(Stored records)
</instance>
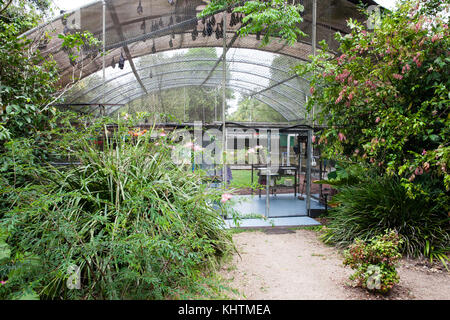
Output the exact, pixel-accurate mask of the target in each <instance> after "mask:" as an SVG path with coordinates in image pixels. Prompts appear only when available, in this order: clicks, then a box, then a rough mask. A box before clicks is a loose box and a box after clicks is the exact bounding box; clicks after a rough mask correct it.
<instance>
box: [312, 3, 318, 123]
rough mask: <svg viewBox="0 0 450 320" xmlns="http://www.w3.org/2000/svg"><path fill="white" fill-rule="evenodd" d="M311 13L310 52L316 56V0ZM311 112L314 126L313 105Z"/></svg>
mask: <svg viewBox="0 0 450 320" xmlns="http://www.w3.org/2000/svg"><path fill="white" fill-rule="evenodd" d="M312 14H313V17H312V18H313V21H312V23H313V25H312V51H313V52H312V53H313V56H316V45H317V44H316V42H317V0H313V12H312ZM312 111H313V114H312V116H313V123H312V124H313V126H314V123H315V120H314V117H315V112H316V107H315V106H313V110H312Z"/></svg>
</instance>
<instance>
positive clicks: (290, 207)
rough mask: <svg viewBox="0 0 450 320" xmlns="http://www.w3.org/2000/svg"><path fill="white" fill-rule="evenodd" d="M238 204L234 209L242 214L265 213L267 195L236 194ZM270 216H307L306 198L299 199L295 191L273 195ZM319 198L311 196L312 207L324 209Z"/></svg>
mask: <svg viewBox="0 0 450 320" xmlns="http://www.w3.org/2000/svg"><path fill="white" fill-rule="evenodd" d="M235 199H236V204H235V205H234V206H233V209H234V210H236V211H237V212H238V213H239V215H240V216H250V218H254V217H256V216H260V215H265V212H266V195H261V198H260V197H259V196H258V195H244V196H236V197H235ZM269 200H270V210H269V217H270V218H281V217H290V216H306V215H307V214H306V200H298V199H297V198H295V197H294V194H293V193H290V194H278V195H276V196H275V195H271V196H270V198H269ZM324 208H325V207H324V206H323V205H321V204H320V203H319V202H318V201H317V200H315V199H313V198H311V209H324Z"/></svg>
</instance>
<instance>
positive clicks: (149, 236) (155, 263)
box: [0, 124, 231, 299]
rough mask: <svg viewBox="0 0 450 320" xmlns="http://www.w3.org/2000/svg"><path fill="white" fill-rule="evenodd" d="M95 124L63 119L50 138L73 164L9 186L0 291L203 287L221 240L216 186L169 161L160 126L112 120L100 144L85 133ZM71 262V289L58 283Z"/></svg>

What the exercise asks
All of the entries above are to be duplicated exactly, with every image left out.

Answer to this exercise
</instance>
Output the exact, pixel-accurate mask of the target in each <instance> after "mask:" as an SVG path with coordinates in image pixels. Prompts appear only when available, in this order: clicks, then a box, then a rough mask. A box before clicks is a loose box and a box after clicks is the exact bounding box; clicks after a rough mask correct it.
<instance>
box: [312, 3, 318, 123]
rough mask: <svg viewBox="0 0 450 320" xmlns="http://www.w3.org/2000/svg"><path fill="white" fill-rule="evenodd" d="M311 13L310 52L316 56V0ZM311 112L314 126L313 105Z"/></svg>
mask: <svg viewBox="0 0 450 320" xmlns="http://www.w3.org/2000/svg"><path fill="white" fill-rule="evenodd" d="M312 14H313V17H312V18H313V21H312V23H313V25H312V51H313V52H312V53H313V56H316V45H317V44H316V42H317V0H313V12H312ZM312 111H313V114H312V116H313V123H312V124H313V126H314V123H315V120H314V117H315V112H316V107H315V106H313V110H312Z"/></svg>
</instance>
<instance>
positive clicks: (290, 207)
rough mask: <svg viewBox="0 0 450 320" xmlns="http://www.w3.org/2000/svg"><path fill="white" fill-rule="evenodd" d="M238 204L234 209L242 214L265 213L267 195L236 194ZM270 216H307L306 198L299 199L295 191L273 195ZM319 198L311 196L312 207L324 209Z"/></svg>
mask: <svg viewBox="0 0 450 320" xmlns="http://www.w3.org/2000/svg"><path fill="white" fill-rule="evenodd" d="M235 199H236V204H235V205H234V206H233V209H234V210H236V211H237V212H238V213H239V215H240V216H250V218H254V217H256V216H260V215H265V212H266V195H261V198H260V197H259V196H258V195H244V196H236V197H235ZM269 200H270V210H269V217H270V218H281V217H290V216H306V215H307V214H306V200H298V199H297V198H295V197H294V194H293V193H290V194H278V195H276V196H275V195H271V196H270V198H269ZM324 208H325V207H324V206H323V205H321V204H320V203H319V202H318V201H317V200H315V199H313V198H311V209H324Z"/></svg>
</instance>
<instance>
positive clicks: (149, 236) (155, 263)
box: [0, 124, 231, 299]
rough mask: <svg viewBox="0 0 450 320" xmlns="http://www.w3.org/2000/svg"><path fill="white" fill-rule="evenodd" d="M95 124L63 119L50 138L73 164L9 186L0 291L203 287L221 240L216 186L169 161L160 126L112 120L100 144L85 133ZM71 262V289L58 283Z"/></svg>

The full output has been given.